Written problem:
Quote every item below verbatim, keeping each line unchanged and in its original order.

>>>>>

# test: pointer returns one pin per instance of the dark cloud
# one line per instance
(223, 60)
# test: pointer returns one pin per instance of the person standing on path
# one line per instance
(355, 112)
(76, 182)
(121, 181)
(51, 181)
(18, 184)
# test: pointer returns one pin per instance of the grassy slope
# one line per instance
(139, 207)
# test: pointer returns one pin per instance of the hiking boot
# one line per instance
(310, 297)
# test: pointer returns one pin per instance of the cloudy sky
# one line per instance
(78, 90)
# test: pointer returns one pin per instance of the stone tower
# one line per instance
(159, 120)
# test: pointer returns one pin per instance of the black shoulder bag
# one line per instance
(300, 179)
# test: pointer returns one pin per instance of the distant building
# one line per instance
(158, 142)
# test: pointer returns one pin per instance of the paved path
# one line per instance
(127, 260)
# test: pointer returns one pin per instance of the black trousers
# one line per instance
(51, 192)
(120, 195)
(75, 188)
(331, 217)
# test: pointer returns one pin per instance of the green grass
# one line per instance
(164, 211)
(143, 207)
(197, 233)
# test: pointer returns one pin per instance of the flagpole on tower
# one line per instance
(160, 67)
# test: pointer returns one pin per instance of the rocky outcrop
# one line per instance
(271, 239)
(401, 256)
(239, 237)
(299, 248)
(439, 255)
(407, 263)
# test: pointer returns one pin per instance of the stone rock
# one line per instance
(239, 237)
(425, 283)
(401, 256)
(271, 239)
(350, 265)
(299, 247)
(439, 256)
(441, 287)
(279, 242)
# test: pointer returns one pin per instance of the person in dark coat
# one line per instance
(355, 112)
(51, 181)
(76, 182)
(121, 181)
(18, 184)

<<<<<

Written answer:
# test: pointer returns one pin per instance of the dark cloud
# one line per instance
(223, 60)
# test: pointer returns one pin per instance of the person standing on path
# one line per instance
(355, 112)
(76, 182)
(121, 181)
(51, 181)
(18, 184)
# test: pointer returns one pin per instance of the grassy slope
# one line per instance
(139, 207)
# test: pointer returns one pin per instance of the hiking boot
# one line per instance
(310, 297)
# test: pointer returns one pin per instance of the cloudy sky
# one line per instance
(78, 90)
# test: pointer returns one pin per instance of the stone tower
# one line per instance
(159, 120)
# test: pointer returns one pin per instance of the black shoulder bag
# one line per instance
(300, 179)
# test: pointer returns one pin per instance of the distant building
# one line per instance
(158, 142)
# test: pointer returns one pin per instance of the paved path
# one line per instance
(127, 260)
# test: pointer returns one pin per instance of the black trousers
# one line per instance
(51, 192)
(120, 195)
(75, 188)
(331, 217)
# test: pointer returns one pin per instance of the green grass
# one line per instance
(164, 211)
(143, 207)
(197, 233)
# test: pointer returns one pin per instance of the flagpole on tower
# one line per instance
(160, 67)
# test: pointer returns one pin per instance of the rocky outcrop
# one line per instance
(271, 239)
(401, 256)
(239, 237)
(299, 248)
(439, 255)
(407, 263)
# test: pointer returns one pin per instance of the stone rock
# one line per instance
(239, 237)
(425, 283)
(401, 256)
(271, 239)
(350, 265)
(299, 247)
(439, 256)
(441, 287)
(279, 242)
# test: pointer returns one pin per instance of the person in dark coat
# one line per instance
(355, 112)
(51, 181)
(76, 182)
(121, 181)
(18, 184)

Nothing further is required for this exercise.